- Opening Delimiter -
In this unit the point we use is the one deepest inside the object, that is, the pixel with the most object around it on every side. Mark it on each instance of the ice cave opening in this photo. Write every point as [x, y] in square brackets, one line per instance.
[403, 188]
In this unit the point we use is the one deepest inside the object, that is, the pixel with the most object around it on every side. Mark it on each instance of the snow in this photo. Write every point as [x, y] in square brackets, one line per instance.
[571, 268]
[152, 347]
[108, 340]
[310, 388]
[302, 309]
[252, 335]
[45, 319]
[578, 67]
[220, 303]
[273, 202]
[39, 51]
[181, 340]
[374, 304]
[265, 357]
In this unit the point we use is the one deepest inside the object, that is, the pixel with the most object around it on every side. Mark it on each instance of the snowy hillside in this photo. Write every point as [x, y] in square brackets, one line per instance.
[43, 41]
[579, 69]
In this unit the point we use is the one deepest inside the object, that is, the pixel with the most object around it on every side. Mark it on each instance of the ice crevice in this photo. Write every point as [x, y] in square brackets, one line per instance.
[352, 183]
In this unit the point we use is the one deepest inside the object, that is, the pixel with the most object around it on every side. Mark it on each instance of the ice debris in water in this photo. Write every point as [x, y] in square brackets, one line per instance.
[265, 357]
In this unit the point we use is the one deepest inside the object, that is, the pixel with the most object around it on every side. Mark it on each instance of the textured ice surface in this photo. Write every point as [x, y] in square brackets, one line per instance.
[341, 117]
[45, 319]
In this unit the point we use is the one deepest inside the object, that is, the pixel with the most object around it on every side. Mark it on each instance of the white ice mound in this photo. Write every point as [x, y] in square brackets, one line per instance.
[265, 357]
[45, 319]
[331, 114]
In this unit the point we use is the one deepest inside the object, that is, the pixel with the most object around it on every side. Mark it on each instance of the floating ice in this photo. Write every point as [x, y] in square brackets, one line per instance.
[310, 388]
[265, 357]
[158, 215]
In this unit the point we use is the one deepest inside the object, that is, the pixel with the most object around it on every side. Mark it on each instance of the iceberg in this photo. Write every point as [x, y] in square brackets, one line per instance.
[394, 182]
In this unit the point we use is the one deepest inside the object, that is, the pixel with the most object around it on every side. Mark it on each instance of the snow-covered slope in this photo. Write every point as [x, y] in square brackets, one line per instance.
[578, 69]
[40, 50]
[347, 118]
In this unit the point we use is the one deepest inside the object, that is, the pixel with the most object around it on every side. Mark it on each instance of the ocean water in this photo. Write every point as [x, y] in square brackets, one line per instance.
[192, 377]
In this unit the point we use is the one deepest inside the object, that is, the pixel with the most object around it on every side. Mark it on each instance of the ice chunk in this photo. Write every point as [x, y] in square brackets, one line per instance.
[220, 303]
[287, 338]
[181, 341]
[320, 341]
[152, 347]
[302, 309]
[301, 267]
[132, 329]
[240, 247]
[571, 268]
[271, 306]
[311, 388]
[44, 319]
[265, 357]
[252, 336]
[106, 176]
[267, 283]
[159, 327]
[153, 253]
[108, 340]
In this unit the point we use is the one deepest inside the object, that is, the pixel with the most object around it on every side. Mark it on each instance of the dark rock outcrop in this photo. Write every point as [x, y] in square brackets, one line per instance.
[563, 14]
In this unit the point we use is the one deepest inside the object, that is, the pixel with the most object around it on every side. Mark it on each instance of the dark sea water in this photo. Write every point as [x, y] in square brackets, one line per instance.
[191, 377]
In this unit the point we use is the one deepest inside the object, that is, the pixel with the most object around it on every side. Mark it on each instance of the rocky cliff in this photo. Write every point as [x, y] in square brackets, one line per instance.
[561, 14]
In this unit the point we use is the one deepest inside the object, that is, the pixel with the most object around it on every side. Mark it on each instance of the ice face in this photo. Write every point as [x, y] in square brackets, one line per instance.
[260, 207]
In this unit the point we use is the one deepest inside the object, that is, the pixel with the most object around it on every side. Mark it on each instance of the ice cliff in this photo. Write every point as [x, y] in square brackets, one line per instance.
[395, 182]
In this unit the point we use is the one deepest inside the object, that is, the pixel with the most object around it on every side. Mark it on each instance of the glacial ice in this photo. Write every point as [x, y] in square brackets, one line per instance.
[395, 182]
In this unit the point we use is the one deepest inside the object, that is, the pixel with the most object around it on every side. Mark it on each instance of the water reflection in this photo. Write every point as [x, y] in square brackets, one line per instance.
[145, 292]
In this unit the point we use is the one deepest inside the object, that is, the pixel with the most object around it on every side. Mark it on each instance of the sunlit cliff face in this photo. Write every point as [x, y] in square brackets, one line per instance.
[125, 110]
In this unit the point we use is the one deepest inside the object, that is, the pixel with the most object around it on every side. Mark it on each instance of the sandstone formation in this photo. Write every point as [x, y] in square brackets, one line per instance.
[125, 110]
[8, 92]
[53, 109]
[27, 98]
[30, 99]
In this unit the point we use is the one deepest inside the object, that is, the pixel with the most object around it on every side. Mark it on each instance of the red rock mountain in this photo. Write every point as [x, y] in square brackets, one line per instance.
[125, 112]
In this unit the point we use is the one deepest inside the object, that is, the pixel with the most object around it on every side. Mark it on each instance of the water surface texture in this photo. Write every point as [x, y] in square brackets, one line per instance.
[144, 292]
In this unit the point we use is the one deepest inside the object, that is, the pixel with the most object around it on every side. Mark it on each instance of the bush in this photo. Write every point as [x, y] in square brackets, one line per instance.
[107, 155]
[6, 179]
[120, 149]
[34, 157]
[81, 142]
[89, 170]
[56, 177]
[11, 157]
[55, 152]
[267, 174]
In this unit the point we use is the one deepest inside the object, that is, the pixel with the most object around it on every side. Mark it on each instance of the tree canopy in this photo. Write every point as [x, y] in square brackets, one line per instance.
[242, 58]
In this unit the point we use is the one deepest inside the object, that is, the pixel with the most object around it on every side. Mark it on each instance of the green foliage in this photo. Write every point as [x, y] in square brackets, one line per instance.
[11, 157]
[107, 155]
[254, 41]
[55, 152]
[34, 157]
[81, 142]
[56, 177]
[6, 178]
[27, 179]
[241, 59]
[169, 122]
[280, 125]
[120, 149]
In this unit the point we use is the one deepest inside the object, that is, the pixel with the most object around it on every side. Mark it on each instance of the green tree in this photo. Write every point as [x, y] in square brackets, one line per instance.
- Closing Delimiter -
### Assignment
Each entry is to be returned in full, character for character.

### Written solution
In this unit the point we use is the one deepest inside the object, that is, the pixel with the most object around it on every side. Mark it on each instance of the ice cave opening in this photo. Write every point as [x, y] in square brackets, one line per instance.
[403, 188]
In this unit the point we use is the one deepest inside the object, that is, the pixel with the most object around it on every side. Mark it on each instance of the snow in this photo. Write every point as [x, y] in square brackets, one line per instance.
[571, 268]
[152, 347]
[108, 340]
[310, 388]
[302, 309]
[252, 335]
[45, 319]
[578, 67]
[220, 303]
[273, 202]
[39, 51]
[181, 340]
[374, 304]
[265, 357]
In this unit the point we use is the one deepest inside the object, that is, the pixel with the most object around it on every side. Mark it on each instance of the snowy hillside in this photo. Write every point as [x, y] in square brackets, one line per instance.
[43, 41]
[579, 69]
In this unit the point we use is the one deepest inside the object, that is, the pixel with the most object around it on every side. Mark it on each instance of the ice crevice in this photo. Write every point as [x, y] in square brackets, one line per instance.
[352, 183]
In this unit the point we use is the one deepest inside the object, that is, the pixel with the most object around it on every side. Mark it on each instance of the ice debris in water in this photo. Write every point as [x, y] in square brackets, one line per instance.
[265, 357]
In this unit the point we use is the one deepest inside the object, that is, the pixel with the most object around it on every side. Mark it on each instance of the textured ice surface in this photo. Write every point as [x, y] in square brackets, one line per instance.
[341, 117]
[45, 319]
In this unit the point we use is the one deepest inside the object, that is, the pixel with the most object around it on every side. Mark it on each instance of the white ice mound in this photo. Write every point as [x, y] in square brackets, one line per instance.
[265, 357]
[45, 319]
[331, 114]
In this unit the point we use is the one deepest inside the object, that is, the pixel with the most object around it on every side. Mark it on each instance of the floating ice in this photo. Write every point as [x, y] in square brackets, one line per instance.
[310, 388]
[265, 357]
[158, 215]
In this unit the point we use is the one deepest inside the object, that is, the pixel with the most object around it on every side. Mark it on each instance of the iceberg in this photo. Write every point as [x, y] in square brackets, one line per instance.
[394, 182]
In this unit the point we use is the one deepest inside the object, that is, the pixel with the most object around it on every side. Mark it on each instance of the snow-covered slope in this photo. Write every point as [x, y] in square brackets, one line per instance.
[578, 69]
[40, 50]
[347, 118]
In this unit the point we use is the one deepest inside the object, that is, the pixel with the most object around it on every side. Mark it on each instance of the ocean water in this photo. Write every point as [x, y] in square brackets, one line per instance.
[192, 377]
In this unit the point we use is the one deepest inside the object, that is, the pixel with the most object around it on every side. Mark it on each instance of the ice chunk in this photo. Write every point as [x, y] in square brackets, one line per instance.
[220, 303]
[287, 338]
[181, 341]
[320, 341]
[152, 347]
[302, 309]
[301, 267]
[132, 329]
[240, 247]
[571, 268]
[271, 306]
[311, 388]
[44, 319]
[265, 357]
[252, 336]
[106, 176]
[267, 283]
[159, 327]
[153, 253]
[108, 340]
In this unit the point we use is the one deepest inside the object, that is, the pixel with the most object around it on every side. Mark it on each instance of the dark rock outcrop in this photo. Write every point as [x, y] in square brackets, one line per instance.
[563, 14]
In this unit the point we use is the one deepest inside the object, that is, the pixel with the most object around it on every side. Mark it on each instance of the dark sea water in this photo. Write every point as [x, y] in square brackets, one line per instance.
[191, 377]
In this unit the point we use is the one deepest inside the object, that is, the pixel with the most object around it on every side. Mark it on each instance of the rocky cliff in this photo. Write every point as [x, y] in square brackets, one line per instance.
[561, 14]
In this unit the point we use is the one deepest inside the object, that is, the pixel with the most object around it on every side. Mark it on each instance of the ice face in this photo. Write every point as [x, y] in square brackets, one line per instance.
[260, 207]
In this unit the point we use is the one deepest inside the object, that is, the pixel with the most object around it on every side. Mark it on each instance of the ice cliff in this photo. Write every point as [x, y] in square brackets, one line per instance.
[395, 182]
In this unit the point we use is the one deepest inside the object, that is, the pixel with the most object around it on every side. Mark it on each instance of the glacial ice in this photo. Write every point as [x, y] in square brackets, one line per instance.
[395, 182]
In this unit the point we use is the one deepest inside the object, that is, the pixel with the most object around it on every side. Mark it on each instance of the water reflection in this photo. Write every point as [x, y] in square brackets, one line per instance.
[145, 292]
In this unit the point we use is the one deepest inside the object, that is, the pixel with the most object around it on every side. Mark it on each instance of the sunlit cliff face in this photo. Write every point as [x, y] in square brackets, one line per instance.
[125, 110]
In this unit the point we use is the one deepest inside the object, that is, the pixel with the most object around it on every side. Mark it on each instance of the sandstone formation in this photo. Write every point as [x, y] in square brackets, one line per instance.
[125, 110]
[8, 92]
[53, 109]
[27, 98]
[30, 99]
In this unit the point we use is the one deepest inside the object, that is, the pixel with the most object around it on every side. Mark it on each instance of the red rock mountain in this photo. Write every point as [x, y] in square brackets, one line per instance.
[125, 112]
In this unit the point we use is the one deepest inside the object, that is, the pixel with the most object around it on every side. Mark it on each instance of the water surface texture in this photo. Write every point as [x, y] in square brackets, one line per instance.
[144, 292]
In this unit the point we use is the one deepest inside the object, that is, the pixel with the most object around it on every side. Mark it on each instance of the bush in this photo. Write every point as [x, y] in square brackets, one line per instance.
[107, 155]
[6, 179]
[120, 149]
[34, 157]
[81, 142]
[89, 170]
[56, 177]
[11, 157]
[55, 152]
[267, 174]
In this unit the point we use is the one deepest inside the object, that is, the pixel with the most object around it on every side. Mark it on each instance of the tree canopy in this photo. Write every point as [x, y] in square brackets, one line per instance.
[242, 58]
In this unit the point we use is the one deepest inside the object, that is, the pixel with the most object around it on every side. Mark it on each instance of the green foliage in this photo. Write every point as [x, y] in square brackets, one line per instance.
[11, 157]
[107, 155]
[254, 41]
[55, 152]
[34, 157]
[81, 142]
[56, 177]
[6, 178]
[27, 179]
[241, 59]
[169, 122]
[280, 125]
[120, 149]
In this unit the point we use is the one deepest inside the object, that is, the pixel with the most object around it on every side. Mark it on each instance of the green tree in this photo. Write every point as [x, y] in square brackets, one line per instance.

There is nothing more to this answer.